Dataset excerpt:

******************************

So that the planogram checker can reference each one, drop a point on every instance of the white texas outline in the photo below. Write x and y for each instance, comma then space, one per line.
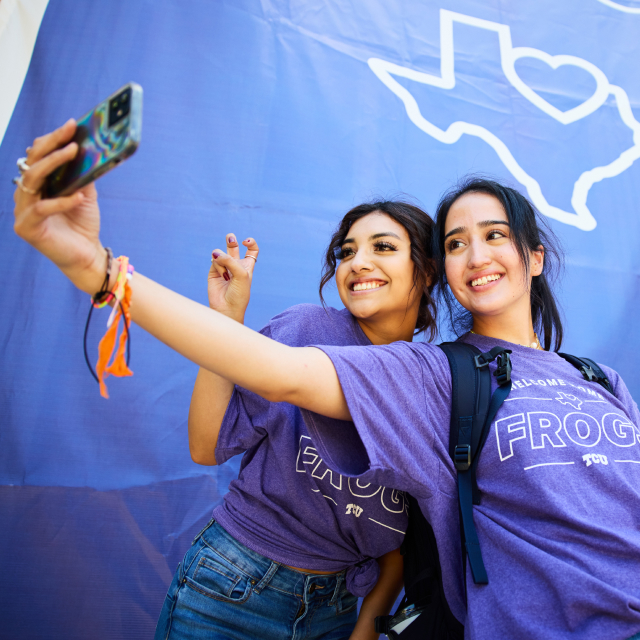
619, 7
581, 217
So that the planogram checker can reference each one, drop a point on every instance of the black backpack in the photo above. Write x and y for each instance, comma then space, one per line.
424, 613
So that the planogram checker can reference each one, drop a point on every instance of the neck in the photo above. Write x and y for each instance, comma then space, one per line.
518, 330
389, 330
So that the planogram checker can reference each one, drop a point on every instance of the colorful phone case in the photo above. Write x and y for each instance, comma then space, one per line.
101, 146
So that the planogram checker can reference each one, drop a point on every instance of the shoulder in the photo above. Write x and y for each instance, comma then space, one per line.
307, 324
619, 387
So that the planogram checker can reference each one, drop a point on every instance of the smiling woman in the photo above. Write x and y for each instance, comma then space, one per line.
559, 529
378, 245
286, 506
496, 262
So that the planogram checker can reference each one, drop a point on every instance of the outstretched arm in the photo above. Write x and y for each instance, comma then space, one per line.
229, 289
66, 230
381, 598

******************************

- [Aim of the exercise]: Change "planogram checker" to "shelf audit tool" in every one of the entries above and keep all else the same. Leave the pictures out of your version.

- [Exercise result]:
So that the shelf audit tool can reference each one, drop a point on every instance of the white texas outline in the photo below. Write x and y for each instance, comma then space, one per line.
619, 7
581, 217
So that the shelf audit tool can reference each one, drop a point on every instance of the black backpack in the photo above. Write x and y for each instance, comma then space, one per line.
424, 613
So that the shelf audit tool can reference each one, drop a point on every instance of the neck in the photo above. Write x and y for each instance, comma then space, one per line.
518, 330
389, 330
So that the shelf audit tool can reference each one, drop a point on every instance of the colorful phone case in the photo above. Write x and y for each instance, comma then space, one per line.
101, 146
So that the shelf audit tool can reference each one, drop a point on every instance of the shoulder in the photo above. Write x and y for each instance, comma then space, one per line.
307, 324
619, 387
So that the shelf audit tool can reference each one, drop a point on every instance of the smiling woman in the photo above. Write x and y for each instance, comma then space, one per line.
559, 529
378, 245
286, 506
496, 262
So that the shelf audit tool can reference each one, drop a point on every instance of the outstretched arm in the photo above. Write x and y for each instance, comma then space, one per line.
229, 289
66, 230
381, 598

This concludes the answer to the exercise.